AIM OF THE TASK> Pull out every line of the items below that contains the word "shutter", copying each line in full.

DATASET EXTRACT>
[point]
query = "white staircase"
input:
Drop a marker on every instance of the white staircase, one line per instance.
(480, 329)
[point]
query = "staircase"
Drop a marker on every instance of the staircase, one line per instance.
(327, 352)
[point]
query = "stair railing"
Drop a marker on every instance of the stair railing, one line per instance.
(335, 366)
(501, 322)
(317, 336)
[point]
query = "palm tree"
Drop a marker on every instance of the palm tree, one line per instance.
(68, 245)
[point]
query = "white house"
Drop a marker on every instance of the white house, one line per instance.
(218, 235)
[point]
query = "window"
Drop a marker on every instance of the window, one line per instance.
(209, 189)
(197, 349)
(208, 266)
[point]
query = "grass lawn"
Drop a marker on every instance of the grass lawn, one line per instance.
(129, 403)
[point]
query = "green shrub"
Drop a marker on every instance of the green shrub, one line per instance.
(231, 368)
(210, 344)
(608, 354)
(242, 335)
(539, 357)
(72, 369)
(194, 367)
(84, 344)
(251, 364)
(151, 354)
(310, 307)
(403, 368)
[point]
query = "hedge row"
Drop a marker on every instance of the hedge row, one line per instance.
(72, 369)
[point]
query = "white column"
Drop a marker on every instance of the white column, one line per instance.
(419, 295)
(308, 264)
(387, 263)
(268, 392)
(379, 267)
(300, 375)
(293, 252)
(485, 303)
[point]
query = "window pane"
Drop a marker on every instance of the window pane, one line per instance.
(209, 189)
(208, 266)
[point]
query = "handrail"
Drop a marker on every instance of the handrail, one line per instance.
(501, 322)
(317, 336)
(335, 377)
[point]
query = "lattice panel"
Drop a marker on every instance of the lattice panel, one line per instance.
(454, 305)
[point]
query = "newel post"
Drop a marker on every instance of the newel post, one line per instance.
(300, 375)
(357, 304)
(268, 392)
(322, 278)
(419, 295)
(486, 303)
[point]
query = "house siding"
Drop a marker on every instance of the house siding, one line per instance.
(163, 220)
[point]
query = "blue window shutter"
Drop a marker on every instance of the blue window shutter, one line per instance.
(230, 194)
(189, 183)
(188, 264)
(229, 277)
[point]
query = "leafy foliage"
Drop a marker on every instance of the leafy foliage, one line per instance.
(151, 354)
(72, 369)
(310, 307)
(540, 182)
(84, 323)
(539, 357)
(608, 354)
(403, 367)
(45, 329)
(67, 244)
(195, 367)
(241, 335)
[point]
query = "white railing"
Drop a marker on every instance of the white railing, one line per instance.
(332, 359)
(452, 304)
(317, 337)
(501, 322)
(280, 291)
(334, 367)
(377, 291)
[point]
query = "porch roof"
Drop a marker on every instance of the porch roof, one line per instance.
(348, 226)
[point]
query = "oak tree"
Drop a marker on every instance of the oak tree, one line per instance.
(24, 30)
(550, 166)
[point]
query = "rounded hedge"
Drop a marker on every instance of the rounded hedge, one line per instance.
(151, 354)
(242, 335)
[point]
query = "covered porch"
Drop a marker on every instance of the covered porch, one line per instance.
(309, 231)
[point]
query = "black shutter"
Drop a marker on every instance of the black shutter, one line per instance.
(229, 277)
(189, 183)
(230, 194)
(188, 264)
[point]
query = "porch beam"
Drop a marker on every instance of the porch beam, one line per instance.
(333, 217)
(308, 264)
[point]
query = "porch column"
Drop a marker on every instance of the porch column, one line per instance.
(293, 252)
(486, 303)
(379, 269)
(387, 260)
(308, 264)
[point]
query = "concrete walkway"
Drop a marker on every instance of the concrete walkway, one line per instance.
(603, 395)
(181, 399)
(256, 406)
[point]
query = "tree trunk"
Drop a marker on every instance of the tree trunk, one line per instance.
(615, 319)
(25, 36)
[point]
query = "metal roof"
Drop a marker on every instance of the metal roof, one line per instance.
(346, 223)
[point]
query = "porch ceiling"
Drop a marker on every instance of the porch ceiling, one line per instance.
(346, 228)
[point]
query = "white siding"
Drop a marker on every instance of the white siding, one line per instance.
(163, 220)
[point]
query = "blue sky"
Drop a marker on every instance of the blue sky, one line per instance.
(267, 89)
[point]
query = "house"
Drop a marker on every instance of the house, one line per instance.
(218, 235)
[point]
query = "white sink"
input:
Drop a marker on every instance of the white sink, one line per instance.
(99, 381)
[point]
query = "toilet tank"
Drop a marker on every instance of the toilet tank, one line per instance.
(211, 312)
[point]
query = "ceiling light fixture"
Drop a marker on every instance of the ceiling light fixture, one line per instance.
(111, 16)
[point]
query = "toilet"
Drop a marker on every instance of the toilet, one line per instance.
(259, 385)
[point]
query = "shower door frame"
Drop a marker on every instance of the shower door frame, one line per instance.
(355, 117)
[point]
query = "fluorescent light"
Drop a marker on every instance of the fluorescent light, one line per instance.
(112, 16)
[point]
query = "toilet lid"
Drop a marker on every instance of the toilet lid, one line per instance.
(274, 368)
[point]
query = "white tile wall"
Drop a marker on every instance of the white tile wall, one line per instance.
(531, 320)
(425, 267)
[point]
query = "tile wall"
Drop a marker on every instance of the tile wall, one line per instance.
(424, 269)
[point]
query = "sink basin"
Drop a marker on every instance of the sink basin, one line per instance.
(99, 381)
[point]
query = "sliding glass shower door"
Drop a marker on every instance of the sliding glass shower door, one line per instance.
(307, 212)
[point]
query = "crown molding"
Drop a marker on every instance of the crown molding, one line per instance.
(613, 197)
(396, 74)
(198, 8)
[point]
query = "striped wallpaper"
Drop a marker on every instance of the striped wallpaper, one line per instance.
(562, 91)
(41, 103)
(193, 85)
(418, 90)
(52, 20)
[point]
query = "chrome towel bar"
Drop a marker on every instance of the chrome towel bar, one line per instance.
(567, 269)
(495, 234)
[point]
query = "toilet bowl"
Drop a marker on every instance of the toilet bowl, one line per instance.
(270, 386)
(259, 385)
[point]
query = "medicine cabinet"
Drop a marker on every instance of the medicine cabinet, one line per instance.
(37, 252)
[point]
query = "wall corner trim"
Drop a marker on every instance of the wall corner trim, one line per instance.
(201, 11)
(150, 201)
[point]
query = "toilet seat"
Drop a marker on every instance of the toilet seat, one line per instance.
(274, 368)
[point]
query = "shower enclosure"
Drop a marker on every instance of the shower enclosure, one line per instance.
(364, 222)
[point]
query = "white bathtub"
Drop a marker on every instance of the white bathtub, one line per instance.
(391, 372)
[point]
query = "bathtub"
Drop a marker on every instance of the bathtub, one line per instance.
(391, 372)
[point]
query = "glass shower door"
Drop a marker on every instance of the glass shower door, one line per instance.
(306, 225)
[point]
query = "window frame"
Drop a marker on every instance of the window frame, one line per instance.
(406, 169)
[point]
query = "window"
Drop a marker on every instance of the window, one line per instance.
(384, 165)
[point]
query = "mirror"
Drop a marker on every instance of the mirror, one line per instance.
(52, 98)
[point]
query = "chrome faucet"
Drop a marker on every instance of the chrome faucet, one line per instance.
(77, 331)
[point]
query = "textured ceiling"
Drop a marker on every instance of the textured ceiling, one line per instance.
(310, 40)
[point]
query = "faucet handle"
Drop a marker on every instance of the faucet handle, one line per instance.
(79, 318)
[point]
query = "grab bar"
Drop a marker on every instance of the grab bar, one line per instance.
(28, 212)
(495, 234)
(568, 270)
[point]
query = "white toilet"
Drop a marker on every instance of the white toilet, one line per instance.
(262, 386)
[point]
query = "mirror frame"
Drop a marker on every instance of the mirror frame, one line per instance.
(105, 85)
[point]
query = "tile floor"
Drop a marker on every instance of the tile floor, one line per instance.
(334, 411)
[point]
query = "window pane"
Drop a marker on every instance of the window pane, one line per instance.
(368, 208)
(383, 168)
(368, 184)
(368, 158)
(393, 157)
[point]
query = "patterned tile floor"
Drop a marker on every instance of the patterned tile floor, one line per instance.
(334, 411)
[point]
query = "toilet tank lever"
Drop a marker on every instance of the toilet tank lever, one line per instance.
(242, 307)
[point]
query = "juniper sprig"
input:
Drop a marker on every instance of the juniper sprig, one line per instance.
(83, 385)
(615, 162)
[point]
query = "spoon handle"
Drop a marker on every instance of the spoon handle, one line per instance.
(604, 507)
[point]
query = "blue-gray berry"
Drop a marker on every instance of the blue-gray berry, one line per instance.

SOLUTION BELOW>
query = "blue window shutter"
Drop a marker on every instance of the blue window shutter, one line per instance.
query = "black shutter"
Drop a marker on every instance of the black shutter, one line per instance.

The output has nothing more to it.